= Passage to read =
--- Start ---
To dialogue means to believe that the “other” has something worthwhile to say, and to entertain his or her point of view and perspective.
Engaging in dialogue does not mean renouncing our own ideas and traditions, but the claim that they alone are valid or absolute.

Text from page http://en.radiovaticana.va/news/2014/01/23/pope_francis:_communication_must_promote_culture_of_encounter/en1-766566
of the Vatican Radio website

Three contradictions in four sentences. Modernist alert!

But this is nothing new. This is the "spirit of Assisi" for which the ground was layed in "Nostra Aetate" and "Dignitas Humanae". Both documents were used as a reason to stop authentic Catholic mission.
Fr Mark said…
I don't believe or see that what this pope believes or preaches depends on 'what side of bed he got out of in the morning'.

Dialogue means listening and trying to understand the perspective of the other. There's not much point trying to engage with others, if you're just going to monologue at them. In fact it's a very arrogant way to behave and totally pointless.

Your constant dissing of this pope is pushing you further and further towards schism. You appear intent and obstinate in trying to misunderstand and misrepresent Francis. Is that what you want?
The Bones said…
Fr Mark

The Pope is there to strengthen the brethren and to safeguard the Deposit of Faith.

In this regard, so far, His Holiness is abnegating his responsibility for this on a regular basis.

A culture of encounter means nothing if during that encounter Truth is ignored.

If in the course of public discourse on a matter of doctrine, any Catholic 'renounces' the Church's claims to absolutes (to teach with Authority) then of what use is that Catholic to the one with whom he is in dialogue?

There is no evangelisation without truth in charity. There are no apologetics without truth in charity.

Without truth - and the Church possesses it absolutely - what exactly does the Catholic Church have to offer anyone? Salvation? If there is no absolute truth there can be no salvation!
--- End ---
Point annotation dataset rows
--- Start ---
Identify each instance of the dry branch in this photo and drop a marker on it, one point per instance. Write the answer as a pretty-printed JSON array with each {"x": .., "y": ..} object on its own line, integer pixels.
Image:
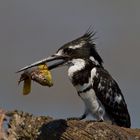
[{"x": 24, "y": 126}]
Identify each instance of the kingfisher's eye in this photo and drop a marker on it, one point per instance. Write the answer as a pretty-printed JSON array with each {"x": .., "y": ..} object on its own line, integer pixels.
[{"x": 68, "y": 50}]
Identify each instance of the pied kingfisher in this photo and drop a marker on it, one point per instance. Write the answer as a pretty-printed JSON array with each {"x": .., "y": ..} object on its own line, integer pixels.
[{"x": 100, "y": 93}]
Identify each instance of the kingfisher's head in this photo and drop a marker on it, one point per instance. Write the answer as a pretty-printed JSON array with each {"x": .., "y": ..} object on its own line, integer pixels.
[{"x": 80, "y": 48}]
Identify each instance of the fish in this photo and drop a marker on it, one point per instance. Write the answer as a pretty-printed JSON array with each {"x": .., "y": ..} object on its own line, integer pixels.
[{"x": 40, "y": 74}]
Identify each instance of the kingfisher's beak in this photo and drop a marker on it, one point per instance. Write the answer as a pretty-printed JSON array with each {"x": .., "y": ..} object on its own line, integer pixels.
[{"x": 63, "y": 59}]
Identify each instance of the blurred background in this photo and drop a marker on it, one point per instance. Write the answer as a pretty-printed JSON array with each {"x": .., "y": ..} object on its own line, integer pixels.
[{"x": 32, "y": 30}]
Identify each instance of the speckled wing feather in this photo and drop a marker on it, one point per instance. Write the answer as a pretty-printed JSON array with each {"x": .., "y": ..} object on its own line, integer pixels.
[{"x": 110, "y": 95}]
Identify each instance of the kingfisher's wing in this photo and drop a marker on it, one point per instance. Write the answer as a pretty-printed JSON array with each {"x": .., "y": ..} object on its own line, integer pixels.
[{"x": 110, "y": 95}]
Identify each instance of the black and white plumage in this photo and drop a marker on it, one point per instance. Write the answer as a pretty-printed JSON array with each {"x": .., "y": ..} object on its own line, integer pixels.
[{"x": 100, "y": 93}]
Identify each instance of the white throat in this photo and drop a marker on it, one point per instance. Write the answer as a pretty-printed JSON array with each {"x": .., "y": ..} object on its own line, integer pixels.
[{"x": 75, "y": 65}]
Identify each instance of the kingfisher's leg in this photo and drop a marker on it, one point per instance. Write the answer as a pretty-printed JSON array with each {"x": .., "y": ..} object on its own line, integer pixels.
[{"x": 81, "y": 117}]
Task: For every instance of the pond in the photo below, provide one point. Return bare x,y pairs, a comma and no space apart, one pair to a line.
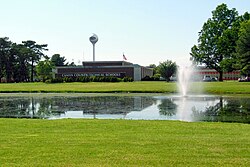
119,106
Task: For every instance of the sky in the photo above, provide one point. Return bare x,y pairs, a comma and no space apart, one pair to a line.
145,31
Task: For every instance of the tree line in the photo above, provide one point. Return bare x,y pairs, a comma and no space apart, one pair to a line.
224,42
23,62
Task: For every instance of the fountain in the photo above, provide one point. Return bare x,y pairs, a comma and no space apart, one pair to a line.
184,75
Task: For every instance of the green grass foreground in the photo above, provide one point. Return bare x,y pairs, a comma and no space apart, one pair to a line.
132,87
85,142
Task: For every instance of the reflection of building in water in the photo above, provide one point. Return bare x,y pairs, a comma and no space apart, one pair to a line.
104,104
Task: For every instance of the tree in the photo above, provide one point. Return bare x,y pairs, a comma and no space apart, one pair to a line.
217,40
58,60
243,48
5,52
21,69
167,69
35,54
44,69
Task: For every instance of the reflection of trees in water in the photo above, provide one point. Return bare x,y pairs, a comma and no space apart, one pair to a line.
226,110
167,107
35,107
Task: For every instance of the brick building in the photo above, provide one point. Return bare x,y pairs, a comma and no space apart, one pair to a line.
118,69
200,72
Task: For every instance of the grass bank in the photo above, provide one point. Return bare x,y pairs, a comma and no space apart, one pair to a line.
133,87
82,142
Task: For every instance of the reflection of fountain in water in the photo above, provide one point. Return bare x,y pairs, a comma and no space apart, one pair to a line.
184,76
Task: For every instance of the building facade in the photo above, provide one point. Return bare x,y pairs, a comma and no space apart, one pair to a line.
200,72
118,69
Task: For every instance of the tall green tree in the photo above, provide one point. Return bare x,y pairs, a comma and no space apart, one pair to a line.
6,59
35,54
243,48
44,69
217,40
21,72
58,60
167,69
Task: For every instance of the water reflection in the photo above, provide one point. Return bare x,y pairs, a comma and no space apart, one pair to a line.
191,108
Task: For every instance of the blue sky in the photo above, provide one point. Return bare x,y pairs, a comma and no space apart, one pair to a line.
146,31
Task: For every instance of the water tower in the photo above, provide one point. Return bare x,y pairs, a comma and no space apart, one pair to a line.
93,39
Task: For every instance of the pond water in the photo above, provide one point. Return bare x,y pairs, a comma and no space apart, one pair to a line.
137,107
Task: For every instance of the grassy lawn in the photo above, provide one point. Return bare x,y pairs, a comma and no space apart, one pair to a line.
133,87
73,142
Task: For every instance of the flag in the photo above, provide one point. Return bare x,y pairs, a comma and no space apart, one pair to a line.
124,57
--- End ---
= Short exercise 1 =
Echo the passage on dialogue word for word, everything from "Your constant dissing" down to "a regular basis.".
= Short exercise 2 =
Carry on the passage on dialogue from the point where it stops.
The rows above are separate material from the passage on dialogue.

= Written answer 1 =
Your constant dissing of this pope is pushing you further and further towards schism. You appear intent and obstinate in trying to misunderstand and misrepresent Francis. Is that what you want?
The Bones said…
Fr Mark

The Pope is there to strengthen the brethren and to safeguard the Deposit of Faith.

In this regard, so far, His Holiness is abnegating his responsibility for this on a regular basis.

= Written answer 2 =
The Bones said…
'Engaging in dialogue does not mean renouncing our own ideas and traditions, but the claim that they alone are valid or absolute.'

Dialogue does not demand that we renounce the doctrines of the Church or entertain the idea that we might be wrong because the doctrines are not from us, but THE LORD JESUS CHRIST.
JB said…
Yea it's relativism writ large.

The fact is we do have "ideas" and "traditions" that alone are absolute and valid. For example, that Jesus is the Son of God. That "idea" and "tradition" of ours is absolute and valid. That there is only Church, same thing. I could go on and on.

It is improvident in the extreme for Francis to imply that these views are just our ideas and traditions which may or may not be absolutely valid. That implication contradicts many of Christ's own proclamations about Himself and his Church. Moreover, one need not cede claims to absolute validity of these claims before engaging in "dialogue" with another. There is no charity without truth coming first. In fact, it's deceptive to present one's "views" as possibly wrong, when one does not believe that to be the case.

At this point, these attempts at dialogue, also, are the sound of one hand clapping. Post Vatican II clergy have banged this drum for 50 years and what is there to show for it? Any higher level of conversions? Any diminishment in persecutions of Christians? No, no.

Confidence in the truth, recognizing that it can be known, without apology, is what attracts people, not constant equivocation and apologies. As St Paul once wrote, "For if the trumpet give an uncertain sound, who shall prepare himself to the battle?"
Paul C. said…
"Engaging in dialogue does not mean renouncing our own ideas and traditions ..."

That means that nothing in the Catechism will be renounced.

"... but the claim that they alone are valid or absolute."

That means that in the process of engaging in dialogue with others, we must not assume that we will be the only ones with truth. There will be some truth expressed by the one we are dialoguing with. And since they will be expressing some truth, that truth will be valid. And since they will be expressing some truth, it will not be absolutely true that we are the only ones with true things to say.
The Bones said…
And what if the one I am dialoguing with utters something which is, according to the Church, patently false?
JB said…

Yes, for example, the muslim who tells me that Jesus was just a man, just a "prophet." And a minor prophet at that.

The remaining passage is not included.